# Shade ground cover nectar



## NJBeeVet (Jan 3, 2019)

Hi all, I think it's a lot of fun to plant for bees and I like the maximize every niche in my yard. I have a large section of shady ground and I wanted to try to see if I could make it attractive for the honeybees. So far my one plant idea is prunella (self heal). Creeping Charlie and violets are already there but I'd like something that blooms later in the year. Any other suggestions for this kind of area?


----------



## Kuro (Jun 18, 2015)

English ivy is #1 bee-friendly shade tolerant late bloomer here but probably you do not want it (invasive). Winter heath and Christmas rose (hellebore) can be grown in part shade but I don’t know whether they start blooming in fall or wait until early spring in your Zone. Not a ground cover, but Japanese anemone in part shade can attract honey bees. I have seen autumn crocus in part shade and fall blooming hardy cyclamen in deep shade (not quite sure how attractive they are to honey bees).

# STATED GOAL 1
Please reproduce, word for word, the part of the shade ground cover thread starting with "## Kuro (Jun" and going on through "to honey bees).".

# DATASET ENTRIES

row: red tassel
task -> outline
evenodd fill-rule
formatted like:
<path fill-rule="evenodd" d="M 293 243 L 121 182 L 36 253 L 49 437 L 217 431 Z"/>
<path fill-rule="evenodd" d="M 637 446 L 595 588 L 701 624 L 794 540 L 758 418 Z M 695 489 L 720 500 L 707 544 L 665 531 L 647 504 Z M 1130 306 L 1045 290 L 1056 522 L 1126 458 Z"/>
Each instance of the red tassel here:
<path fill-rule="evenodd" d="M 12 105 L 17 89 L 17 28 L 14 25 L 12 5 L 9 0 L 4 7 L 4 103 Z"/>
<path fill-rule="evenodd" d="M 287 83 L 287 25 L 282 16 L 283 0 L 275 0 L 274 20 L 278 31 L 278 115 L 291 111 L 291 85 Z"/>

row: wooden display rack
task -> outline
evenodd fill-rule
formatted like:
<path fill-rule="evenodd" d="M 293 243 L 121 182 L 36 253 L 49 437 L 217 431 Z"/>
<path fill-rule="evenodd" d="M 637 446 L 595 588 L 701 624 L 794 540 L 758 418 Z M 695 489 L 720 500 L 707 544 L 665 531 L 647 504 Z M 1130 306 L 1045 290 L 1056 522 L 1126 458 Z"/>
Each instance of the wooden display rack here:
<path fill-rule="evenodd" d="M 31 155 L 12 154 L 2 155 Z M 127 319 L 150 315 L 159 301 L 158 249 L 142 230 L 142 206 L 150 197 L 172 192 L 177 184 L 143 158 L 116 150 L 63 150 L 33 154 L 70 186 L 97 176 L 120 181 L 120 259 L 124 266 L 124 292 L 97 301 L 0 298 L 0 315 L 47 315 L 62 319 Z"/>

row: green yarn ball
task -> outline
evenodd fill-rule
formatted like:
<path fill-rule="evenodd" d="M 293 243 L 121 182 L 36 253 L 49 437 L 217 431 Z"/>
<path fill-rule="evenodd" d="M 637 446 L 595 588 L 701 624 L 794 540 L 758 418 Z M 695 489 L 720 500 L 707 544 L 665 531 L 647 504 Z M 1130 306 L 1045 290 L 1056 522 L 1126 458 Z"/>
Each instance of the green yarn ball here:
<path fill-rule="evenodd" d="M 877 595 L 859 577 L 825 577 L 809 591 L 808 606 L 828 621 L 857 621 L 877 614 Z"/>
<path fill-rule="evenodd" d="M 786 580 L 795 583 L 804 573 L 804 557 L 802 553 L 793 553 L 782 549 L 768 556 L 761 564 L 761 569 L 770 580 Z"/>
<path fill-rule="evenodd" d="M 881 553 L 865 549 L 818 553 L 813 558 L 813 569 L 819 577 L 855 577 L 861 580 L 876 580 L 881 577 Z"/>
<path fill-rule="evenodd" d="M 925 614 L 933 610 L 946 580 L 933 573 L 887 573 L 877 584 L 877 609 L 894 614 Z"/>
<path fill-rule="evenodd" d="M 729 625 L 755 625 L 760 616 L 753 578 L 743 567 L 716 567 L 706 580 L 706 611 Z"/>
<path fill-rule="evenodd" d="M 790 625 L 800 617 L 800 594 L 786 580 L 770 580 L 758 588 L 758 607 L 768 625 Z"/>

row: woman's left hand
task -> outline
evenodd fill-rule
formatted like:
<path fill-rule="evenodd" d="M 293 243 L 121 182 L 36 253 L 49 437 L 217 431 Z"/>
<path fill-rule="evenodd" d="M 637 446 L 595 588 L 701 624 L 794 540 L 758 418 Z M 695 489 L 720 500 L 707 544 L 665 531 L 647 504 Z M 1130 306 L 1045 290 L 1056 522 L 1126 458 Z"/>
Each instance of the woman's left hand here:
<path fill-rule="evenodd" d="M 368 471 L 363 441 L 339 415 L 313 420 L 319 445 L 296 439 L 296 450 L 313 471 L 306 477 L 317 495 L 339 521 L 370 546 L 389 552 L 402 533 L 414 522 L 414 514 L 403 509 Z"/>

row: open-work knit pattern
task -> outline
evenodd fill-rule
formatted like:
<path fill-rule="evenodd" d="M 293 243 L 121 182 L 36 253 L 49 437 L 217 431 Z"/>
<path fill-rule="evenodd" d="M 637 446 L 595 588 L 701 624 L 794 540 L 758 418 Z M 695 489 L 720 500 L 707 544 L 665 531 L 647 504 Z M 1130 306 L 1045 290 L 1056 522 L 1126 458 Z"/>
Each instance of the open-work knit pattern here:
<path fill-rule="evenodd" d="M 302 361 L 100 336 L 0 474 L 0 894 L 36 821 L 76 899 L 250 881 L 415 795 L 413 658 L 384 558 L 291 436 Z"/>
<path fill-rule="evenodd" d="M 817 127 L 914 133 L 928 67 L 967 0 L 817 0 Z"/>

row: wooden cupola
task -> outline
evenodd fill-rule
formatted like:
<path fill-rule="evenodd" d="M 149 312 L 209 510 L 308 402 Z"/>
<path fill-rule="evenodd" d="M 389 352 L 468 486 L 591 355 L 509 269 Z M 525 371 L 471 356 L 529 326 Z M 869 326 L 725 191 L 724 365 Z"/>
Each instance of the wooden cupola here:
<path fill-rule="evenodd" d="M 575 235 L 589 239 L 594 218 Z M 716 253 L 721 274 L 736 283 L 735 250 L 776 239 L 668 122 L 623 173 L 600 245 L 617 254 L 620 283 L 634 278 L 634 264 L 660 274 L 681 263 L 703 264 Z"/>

# STATED GOAL 2
Render the listing's lines, starting with the line with "row: green yarn ball" and going on through the line with "Each instance of the green", as a JSON list of strings, one string per line, with blank lines omitted. Include only those lines.

# CORRECT ANSWER 1
## Kuro (Jun 18, 2015)

English ivy is #1 bee-friendly shade tolerant late bloomer here but probably you do not want it (invasive). Winter heath and Christmas rose (hellebore) can be grown in part shade but I don’t know whether they start blooming in fall or wait until early spring in your Zone. Not a ground cover, but Japanese anemone in part shade can attract honey bees. I have seen autumn crocus in part shade and fall blooming hardy cyclamen in deep shade (not quite sure how attractive they are to honey bees).

# CORRECT ANSWER 2
[
  "row: green yarn ball",
  "task -> outline",
  "evenodd fill-rule",
  "formatted like:",
  "<path fill-rule=\"evenodd\" d=\"M 293 243 L 121 182 L 36 253 L 49 437 L 217 431 Z\"/>",
  "<path fill-rule=\"evenodd\" d=\"M 637 446 L 595 588 L 701 624 L 794 540 L 758 418 Z M 695 489 L 720 500 L 707 544 L 665 531 L 647 504 Z M 1130 306 L 1045 290 L 1056 522 L 1126 458 Z\"/>",
  "Each instance of the green yarn ball here:"
]